TEXT PROVIDED =>
╔══

Advisors: Paula Groves Price Committee members: Pamela J. Bettis; John Lupinacci.
Özet:
For this study, I explored how Washington State University's Composition Program might further equip faculty to address the relationships of language, knowledge, and power---specifically as connected to whiteness, normativity, and colonization---within a composition class. Much scholarship within rhetoric and composition addresses these relationships in a theoretical sense (Alexander & Rhodes, 2011; Smitherman, 2015; Villanueva, 1997, 2004). Some additional scholarship discusses how individual scholars apply these theories to their classrooms (Alexander & Rhodes, 2014; Driskill, 2015; Gubele, 2015; Perryman-Clark, 2015). However, almost no scholarship discusses how to further equip teachers to address issues of language and power at the programmatic level. This programmatic piece is crucial, as otherwise individual teachers committed to this work are potentially left to address language, knowledge, and power on their own, a task that places the largely contingent workforce of first-year composition teachers in a precarious position. This project builds on the current theoretical and pedagogical scholarship to address the preparation and professional development of composition teachers program-wide.

╚══

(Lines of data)
╔══

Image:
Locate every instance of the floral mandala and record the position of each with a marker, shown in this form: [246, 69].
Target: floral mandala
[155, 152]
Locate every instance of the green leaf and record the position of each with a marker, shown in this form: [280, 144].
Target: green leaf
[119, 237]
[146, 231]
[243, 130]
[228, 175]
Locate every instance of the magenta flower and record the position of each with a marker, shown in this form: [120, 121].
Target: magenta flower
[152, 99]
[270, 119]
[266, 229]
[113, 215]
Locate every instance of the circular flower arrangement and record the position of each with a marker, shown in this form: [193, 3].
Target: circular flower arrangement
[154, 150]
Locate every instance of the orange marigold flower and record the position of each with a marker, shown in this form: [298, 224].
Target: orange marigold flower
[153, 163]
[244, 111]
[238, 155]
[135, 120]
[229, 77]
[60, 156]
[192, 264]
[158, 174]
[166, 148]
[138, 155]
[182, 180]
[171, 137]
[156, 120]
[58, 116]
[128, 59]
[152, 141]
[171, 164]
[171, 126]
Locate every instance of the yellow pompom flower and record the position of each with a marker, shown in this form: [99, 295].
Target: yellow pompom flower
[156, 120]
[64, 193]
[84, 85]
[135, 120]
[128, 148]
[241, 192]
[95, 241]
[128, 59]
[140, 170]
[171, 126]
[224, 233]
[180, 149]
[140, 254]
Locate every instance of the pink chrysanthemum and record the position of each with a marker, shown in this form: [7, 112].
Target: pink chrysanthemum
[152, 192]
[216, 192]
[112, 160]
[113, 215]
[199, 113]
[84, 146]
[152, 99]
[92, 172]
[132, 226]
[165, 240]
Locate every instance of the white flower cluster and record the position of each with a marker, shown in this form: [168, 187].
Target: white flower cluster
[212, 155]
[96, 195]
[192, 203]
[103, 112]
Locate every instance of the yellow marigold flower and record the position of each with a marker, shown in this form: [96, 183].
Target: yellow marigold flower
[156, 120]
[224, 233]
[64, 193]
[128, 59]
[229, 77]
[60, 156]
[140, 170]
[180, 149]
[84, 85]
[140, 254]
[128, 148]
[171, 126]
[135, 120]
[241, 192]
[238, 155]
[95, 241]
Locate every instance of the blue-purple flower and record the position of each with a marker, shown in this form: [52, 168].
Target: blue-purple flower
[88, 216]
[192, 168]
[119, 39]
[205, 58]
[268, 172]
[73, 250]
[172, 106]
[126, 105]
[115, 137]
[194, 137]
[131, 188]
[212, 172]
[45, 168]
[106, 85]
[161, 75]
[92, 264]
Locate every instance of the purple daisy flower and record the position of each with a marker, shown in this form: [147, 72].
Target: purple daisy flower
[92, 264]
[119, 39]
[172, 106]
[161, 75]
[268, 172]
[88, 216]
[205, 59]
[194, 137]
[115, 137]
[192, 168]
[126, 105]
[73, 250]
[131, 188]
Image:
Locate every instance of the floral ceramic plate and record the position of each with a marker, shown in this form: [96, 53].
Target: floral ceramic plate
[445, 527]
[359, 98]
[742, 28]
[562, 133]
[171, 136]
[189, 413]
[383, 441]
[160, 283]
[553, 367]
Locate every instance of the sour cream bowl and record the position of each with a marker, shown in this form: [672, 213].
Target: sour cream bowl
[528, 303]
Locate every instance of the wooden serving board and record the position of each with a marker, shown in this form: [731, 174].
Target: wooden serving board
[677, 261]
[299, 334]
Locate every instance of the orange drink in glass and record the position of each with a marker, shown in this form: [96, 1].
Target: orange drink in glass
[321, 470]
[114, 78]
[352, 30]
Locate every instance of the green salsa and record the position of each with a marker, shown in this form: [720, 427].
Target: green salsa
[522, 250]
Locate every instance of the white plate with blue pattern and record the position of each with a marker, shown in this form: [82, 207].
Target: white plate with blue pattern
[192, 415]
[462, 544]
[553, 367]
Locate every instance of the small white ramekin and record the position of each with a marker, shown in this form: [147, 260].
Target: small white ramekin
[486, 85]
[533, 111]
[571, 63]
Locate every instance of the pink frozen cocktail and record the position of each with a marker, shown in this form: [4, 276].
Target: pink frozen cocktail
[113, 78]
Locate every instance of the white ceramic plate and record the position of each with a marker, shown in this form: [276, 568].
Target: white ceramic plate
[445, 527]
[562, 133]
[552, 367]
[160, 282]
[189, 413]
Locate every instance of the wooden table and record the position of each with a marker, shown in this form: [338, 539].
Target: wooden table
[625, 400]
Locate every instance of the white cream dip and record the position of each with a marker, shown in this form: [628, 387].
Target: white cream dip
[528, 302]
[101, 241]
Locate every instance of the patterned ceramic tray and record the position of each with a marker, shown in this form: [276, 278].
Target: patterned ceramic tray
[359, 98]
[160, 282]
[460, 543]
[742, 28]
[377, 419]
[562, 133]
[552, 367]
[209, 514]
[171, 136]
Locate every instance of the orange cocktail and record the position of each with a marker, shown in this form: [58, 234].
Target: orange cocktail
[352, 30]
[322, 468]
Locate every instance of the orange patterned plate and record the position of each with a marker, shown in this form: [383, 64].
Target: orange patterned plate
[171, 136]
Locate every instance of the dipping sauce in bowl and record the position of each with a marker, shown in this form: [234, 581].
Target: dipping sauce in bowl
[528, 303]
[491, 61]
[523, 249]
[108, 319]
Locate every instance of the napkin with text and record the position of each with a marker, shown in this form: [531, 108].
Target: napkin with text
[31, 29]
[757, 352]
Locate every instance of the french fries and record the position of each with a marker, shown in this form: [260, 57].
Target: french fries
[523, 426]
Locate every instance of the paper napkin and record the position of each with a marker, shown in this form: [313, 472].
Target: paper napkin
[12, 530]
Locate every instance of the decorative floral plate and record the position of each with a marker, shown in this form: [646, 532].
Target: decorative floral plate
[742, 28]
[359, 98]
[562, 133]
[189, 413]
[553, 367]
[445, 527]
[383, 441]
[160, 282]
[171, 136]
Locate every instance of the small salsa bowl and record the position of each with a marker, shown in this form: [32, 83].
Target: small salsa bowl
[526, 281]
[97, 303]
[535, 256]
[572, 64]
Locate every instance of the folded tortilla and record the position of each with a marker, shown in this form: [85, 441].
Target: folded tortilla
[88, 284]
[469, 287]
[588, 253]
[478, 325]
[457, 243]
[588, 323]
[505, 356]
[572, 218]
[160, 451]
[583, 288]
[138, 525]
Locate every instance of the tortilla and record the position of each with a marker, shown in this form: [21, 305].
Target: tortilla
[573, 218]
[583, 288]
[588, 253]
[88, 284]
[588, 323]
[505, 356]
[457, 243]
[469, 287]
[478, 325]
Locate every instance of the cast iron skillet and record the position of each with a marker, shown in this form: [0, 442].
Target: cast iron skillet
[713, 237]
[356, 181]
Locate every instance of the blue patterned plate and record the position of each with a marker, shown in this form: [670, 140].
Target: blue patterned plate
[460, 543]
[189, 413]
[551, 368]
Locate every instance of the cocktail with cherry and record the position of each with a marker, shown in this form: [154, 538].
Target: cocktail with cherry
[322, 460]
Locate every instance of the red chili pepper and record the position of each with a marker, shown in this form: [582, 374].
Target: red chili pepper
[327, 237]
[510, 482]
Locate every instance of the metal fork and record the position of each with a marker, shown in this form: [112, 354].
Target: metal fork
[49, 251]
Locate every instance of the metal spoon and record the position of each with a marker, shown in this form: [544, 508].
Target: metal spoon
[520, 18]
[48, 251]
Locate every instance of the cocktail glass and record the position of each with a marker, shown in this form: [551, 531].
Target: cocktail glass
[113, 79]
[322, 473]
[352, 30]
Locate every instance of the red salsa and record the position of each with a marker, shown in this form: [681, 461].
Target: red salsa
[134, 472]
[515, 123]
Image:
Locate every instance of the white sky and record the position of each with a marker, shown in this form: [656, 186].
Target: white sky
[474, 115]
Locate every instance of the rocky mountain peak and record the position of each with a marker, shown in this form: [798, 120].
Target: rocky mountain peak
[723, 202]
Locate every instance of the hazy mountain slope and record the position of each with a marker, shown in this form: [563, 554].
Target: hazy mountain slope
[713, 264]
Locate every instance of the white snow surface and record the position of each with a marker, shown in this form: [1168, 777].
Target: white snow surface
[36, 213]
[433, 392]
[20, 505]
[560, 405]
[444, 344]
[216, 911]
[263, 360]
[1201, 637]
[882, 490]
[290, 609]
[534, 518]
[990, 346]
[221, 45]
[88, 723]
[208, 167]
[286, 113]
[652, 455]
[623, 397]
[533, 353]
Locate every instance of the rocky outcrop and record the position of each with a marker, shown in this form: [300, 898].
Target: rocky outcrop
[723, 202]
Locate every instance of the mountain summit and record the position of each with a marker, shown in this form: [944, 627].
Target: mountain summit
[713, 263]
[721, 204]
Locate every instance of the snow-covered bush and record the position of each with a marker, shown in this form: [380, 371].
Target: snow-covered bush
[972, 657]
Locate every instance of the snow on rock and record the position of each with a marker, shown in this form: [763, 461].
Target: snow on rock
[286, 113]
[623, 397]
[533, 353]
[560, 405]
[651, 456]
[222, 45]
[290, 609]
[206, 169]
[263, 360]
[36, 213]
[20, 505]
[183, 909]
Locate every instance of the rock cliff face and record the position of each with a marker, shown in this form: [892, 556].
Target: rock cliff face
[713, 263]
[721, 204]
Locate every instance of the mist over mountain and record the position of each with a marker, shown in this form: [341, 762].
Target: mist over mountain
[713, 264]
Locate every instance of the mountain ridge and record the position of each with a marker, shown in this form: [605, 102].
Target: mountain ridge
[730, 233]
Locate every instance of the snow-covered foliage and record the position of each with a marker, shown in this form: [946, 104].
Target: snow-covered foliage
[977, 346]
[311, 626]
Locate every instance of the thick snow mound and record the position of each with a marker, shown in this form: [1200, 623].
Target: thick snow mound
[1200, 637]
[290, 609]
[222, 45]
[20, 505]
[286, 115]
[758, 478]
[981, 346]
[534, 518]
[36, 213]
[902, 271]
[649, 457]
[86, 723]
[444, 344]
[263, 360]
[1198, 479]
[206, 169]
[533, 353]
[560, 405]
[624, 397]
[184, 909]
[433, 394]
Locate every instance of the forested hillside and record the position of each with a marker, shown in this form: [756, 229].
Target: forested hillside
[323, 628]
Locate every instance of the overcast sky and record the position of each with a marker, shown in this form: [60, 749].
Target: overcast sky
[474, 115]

╚══

JOBS =>
(A) Display each line of the records that contains the string "metal", treating uppercase and lowercase letters as different.
(B) Carry on the abstract about preparing composition teachers, starting after its final sentence.
The text and the records were taken from unrelated sources.

TASK RESPONSES =>
(A)
Locate every instance of the metal fork and record the position of each with a marker, shown in this form: [112, 354].
Target: metal fork
Locate every instance of the metal spoon and record the position of each with a marker, shown in this form: [544, 508].
Target: metal spoon

(B)
Because there is a clear need to address the relationships between language, knowledge, and power at a programmatic level, I utilized a participatory action research methodology that allowed me to work collaboratively with experienced composition teachers at WSU. Together, we 1) studied the ways our program might further equip teachers to teach the relationships among language, knowledge, and power; and 2) took action steps toward improving this preparation at the programmatic level so all teachers may engage in this work. We therefore asked the following action research question: How can the WSU Composition Program further equip all teachers in the program to teach the relationships among language, knowledge, and power? As we examined these relationships, we were also cognizant of how writing itself can reinforce racist, colonial, and normative practices (Alexander & Rhodes, 2011; Kynard, 2015; Villanueva, 1997, 2004)---even as composition teachers attempt to enact liberatory, critical pedagogies in the classroom. Because I chose to examine---and hopefully help disrupt---composition's complicity in dominant discourse, I intentionally turned to critical race theory, decolonial scholarship, and queer theory as the theoretical framework that guided this project.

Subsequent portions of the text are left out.